Ekstremalne zjawiska pogodowe w USA. Zajmą się nimi m.in. dyrektorzy ds. gorąca
Reuters zauważył, że eksperci są zatrudniani w miastach położonych na najbardziej narażonym na wpływ zmian klimatycznych południu kraju, czyli m.in.: Phoenix, Houston, Louisville, Nashville, Oakland, Miami, Los Angeles.
Z danych Enviromental Protection Agency, które zostały opublikowane w maju wynika, że fale gorąca zdarzają się w USA coraz częściej, trwają dłużej i są coraz bardziej uciążliwie; częste pożary obejmują coraz większe obszary, a wschodnie i zachodnie wybrzeża nagminnie doświadczają powodzi.

## Zadanie
Zredaguj fragment tekstu o ekstremalnych zjawiskach pogodowych w USA, który zaczyna się od słów zawierających „Z danych Enviromental”, a kończy na „nagminnie doświadczają powodzi.”. Zamień w nim „pożary” na „susze”. Rekordy nie mają tu żadnego znaczenia.

## Pokazany materiał
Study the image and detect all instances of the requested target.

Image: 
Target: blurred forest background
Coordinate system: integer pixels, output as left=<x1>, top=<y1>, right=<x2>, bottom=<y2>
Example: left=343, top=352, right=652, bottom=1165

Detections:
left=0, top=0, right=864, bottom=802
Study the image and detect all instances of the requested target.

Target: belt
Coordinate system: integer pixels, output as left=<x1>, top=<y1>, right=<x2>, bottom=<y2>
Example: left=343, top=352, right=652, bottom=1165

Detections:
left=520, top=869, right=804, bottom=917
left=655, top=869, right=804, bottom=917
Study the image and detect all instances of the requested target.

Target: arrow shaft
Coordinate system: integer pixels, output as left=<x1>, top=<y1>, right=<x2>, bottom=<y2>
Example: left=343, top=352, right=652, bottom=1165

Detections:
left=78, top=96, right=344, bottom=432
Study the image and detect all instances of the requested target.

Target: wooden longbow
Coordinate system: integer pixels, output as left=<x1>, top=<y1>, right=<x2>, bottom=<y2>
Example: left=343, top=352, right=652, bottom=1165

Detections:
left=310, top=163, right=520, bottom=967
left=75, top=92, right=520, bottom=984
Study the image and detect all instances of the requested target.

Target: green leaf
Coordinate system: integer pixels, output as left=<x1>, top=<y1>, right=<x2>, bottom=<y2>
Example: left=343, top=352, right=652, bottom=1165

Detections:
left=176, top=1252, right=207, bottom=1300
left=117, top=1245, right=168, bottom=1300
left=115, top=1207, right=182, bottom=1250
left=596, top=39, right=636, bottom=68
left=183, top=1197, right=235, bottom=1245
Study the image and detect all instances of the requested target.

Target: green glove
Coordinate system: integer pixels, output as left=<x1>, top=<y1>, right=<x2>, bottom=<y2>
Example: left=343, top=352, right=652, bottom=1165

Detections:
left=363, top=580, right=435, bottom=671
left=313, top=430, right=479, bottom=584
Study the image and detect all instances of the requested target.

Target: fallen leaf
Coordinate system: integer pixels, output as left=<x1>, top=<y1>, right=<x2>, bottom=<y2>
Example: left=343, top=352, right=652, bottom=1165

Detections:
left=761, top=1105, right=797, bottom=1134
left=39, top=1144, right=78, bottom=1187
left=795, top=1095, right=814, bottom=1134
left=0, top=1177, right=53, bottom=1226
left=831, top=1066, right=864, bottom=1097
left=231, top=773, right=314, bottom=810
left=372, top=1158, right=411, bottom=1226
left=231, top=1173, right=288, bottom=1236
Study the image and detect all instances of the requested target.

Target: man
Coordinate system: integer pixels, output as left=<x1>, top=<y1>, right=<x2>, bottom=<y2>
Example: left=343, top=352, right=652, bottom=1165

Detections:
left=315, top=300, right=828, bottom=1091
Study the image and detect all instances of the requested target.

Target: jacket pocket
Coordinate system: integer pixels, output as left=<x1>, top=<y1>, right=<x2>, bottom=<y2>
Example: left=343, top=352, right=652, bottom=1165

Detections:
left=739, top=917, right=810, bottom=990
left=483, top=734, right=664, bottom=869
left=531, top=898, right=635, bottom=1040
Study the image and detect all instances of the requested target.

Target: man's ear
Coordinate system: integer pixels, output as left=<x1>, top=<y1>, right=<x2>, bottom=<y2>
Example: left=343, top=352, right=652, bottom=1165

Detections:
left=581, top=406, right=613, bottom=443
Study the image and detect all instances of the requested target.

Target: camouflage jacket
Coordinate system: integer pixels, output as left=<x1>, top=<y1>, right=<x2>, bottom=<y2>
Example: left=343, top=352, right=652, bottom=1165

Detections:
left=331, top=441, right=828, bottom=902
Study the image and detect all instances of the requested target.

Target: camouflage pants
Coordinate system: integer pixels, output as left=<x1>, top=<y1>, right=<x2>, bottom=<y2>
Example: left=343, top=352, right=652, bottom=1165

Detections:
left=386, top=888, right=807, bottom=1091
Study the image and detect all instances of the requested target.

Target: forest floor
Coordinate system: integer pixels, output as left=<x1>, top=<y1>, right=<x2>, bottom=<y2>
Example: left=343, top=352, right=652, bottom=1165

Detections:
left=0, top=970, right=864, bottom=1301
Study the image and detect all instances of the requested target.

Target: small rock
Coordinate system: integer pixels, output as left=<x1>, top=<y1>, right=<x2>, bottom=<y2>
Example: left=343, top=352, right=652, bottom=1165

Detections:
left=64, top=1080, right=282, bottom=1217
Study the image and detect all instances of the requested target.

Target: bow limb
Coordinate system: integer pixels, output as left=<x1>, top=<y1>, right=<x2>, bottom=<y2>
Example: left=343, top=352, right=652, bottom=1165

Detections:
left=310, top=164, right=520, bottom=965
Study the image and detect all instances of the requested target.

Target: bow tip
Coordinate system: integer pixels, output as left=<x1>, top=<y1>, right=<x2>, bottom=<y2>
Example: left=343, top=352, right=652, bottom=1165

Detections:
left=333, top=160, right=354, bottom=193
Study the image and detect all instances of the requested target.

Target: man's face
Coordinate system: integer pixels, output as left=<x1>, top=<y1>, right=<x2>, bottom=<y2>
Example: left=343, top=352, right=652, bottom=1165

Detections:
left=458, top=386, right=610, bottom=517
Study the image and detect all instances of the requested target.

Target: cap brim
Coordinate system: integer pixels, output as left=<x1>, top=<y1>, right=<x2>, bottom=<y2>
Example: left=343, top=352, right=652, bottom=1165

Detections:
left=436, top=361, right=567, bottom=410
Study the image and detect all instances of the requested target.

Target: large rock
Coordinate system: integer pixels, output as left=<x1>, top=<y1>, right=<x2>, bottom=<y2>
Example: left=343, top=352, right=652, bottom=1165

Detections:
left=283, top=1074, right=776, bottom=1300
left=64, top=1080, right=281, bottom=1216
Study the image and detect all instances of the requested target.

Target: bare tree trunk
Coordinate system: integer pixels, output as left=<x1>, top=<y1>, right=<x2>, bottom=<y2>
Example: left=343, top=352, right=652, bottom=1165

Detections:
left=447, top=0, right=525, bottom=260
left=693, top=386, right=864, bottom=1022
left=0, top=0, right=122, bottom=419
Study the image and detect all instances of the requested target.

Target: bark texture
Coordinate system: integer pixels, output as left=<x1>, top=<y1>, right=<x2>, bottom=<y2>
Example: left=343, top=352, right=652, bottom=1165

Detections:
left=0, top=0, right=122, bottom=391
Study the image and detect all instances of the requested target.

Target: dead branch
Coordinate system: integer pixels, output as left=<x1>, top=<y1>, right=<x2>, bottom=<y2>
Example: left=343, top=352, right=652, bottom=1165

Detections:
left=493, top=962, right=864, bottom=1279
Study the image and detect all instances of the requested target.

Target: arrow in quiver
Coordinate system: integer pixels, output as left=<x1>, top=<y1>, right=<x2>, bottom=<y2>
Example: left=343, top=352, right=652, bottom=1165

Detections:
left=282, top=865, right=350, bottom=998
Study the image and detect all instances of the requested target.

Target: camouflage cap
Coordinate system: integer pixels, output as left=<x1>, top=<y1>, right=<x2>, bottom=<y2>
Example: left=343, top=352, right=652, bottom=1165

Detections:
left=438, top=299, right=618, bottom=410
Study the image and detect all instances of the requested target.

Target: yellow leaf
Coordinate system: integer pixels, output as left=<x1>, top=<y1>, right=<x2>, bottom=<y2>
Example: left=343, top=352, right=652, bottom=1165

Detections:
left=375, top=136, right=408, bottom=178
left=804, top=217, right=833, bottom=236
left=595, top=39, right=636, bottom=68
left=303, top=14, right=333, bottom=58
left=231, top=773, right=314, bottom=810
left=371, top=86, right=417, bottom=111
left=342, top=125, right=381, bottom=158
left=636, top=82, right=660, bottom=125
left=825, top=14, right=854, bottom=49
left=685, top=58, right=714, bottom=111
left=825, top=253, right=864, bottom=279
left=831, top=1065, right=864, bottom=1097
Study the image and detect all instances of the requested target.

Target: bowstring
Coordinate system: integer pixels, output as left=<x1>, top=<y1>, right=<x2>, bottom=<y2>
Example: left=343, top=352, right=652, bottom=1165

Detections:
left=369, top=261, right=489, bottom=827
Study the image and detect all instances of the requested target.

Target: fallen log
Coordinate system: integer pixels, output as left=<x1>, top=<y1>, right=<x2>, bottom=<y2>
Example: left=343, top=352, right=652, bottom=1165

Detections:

## Rozwiązanie zadania
Z danych Enviromental Protection Agency, które zostały opublikowane w maju wynika, że fale gorąca zdarzają się w USA coraz częściej, trwają dłużej i są coraz bardziej uciążliwie; częste susze obejmują coraz większe obszary, a wschodnie i zachodnie wybrzeża nagminnie doświadczają powodzi.